** START Provided data **

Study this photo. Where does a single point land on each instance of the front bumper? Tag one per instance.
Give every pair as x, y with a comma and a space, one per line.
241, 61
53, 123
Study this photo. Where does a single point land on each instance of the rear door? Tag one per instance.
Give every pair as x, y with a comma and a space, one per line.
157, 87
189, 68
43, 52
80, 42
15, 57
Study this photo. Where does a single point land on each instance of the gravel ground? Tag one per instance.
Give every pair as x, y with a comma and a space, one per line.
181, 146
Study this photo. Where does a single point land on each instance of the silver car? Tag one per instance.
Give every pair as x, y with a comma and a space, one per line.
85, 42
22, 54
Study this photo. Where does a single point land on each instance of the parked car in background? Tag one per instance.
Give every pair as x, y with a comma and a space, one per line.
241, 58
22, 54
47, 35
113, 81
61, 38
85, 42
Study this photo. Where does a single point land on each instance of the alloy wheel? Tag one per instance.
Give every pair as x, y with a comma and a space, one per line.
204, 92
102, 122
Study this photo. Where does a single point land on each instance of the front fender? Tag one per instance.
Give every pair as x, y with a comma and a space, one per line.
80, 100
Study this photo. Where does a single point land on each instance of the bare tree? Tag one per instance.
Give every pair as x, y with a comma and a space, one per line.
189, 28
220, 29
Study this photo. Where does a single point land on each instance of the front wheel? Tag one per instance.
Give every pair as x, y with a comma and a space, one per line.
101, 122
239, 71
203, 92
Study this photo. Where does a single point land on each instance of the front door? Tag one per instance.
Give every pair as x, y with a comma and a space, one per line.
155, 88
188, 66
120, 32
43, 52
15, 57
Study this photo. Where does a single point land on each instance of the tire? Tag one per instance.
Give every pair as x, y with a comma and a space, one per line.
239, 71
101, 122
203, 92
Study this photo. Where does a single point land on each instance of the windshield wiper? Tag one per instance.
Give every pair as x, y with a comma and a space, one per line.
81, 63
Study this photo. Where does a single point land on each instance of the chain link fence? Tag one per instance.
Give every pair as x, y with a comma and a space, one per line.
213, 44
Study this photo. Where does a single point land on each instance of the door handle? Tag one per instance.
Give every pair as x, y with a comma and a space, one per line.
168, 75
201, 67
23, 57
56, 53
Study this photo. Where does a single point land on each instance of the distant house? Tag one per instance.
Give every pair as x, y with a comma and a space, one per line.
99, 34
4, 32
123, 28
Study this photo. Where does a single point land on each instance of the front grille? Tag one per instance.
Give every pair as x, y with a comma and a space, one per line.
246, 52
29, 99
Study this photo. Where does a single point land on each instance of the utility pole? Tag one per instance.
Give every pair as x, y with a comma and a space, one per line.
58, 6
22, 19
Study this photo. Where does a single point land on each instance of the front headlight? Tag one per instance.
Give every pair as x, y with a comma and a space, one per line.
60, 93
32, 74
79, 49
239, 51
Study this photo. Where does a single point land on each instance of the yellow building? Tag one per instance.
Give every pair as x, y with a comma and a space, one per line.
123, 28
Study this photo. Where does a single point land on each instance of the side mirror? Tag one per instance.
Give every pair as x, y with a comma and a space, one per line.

** END Provided data **

■ Problem statement ■
Your task is to transcribe the line containing "headlight? Tag one per instance." and every line after it, through the last line of the data, exactly as written and with nothing more.

■ Result for this exercise ■
Study this photo. Where does a single point land on each instance of the front headlight? Tag one per instance.
Give every pair as x, y with a comma and a space, one per line.
60, 93
32, 74
79, 49
239, 51
Study this photo. Where does a single point land on each instance of the yellow building? Tag one per instance.
Give every pair as x, y with a comma and a space, one per line.
123, 28
Study this photo. Where does a single point land on each instance of the side mirror? Tag one per instance.
Give every pair as x, y with a comma and a space, one per line.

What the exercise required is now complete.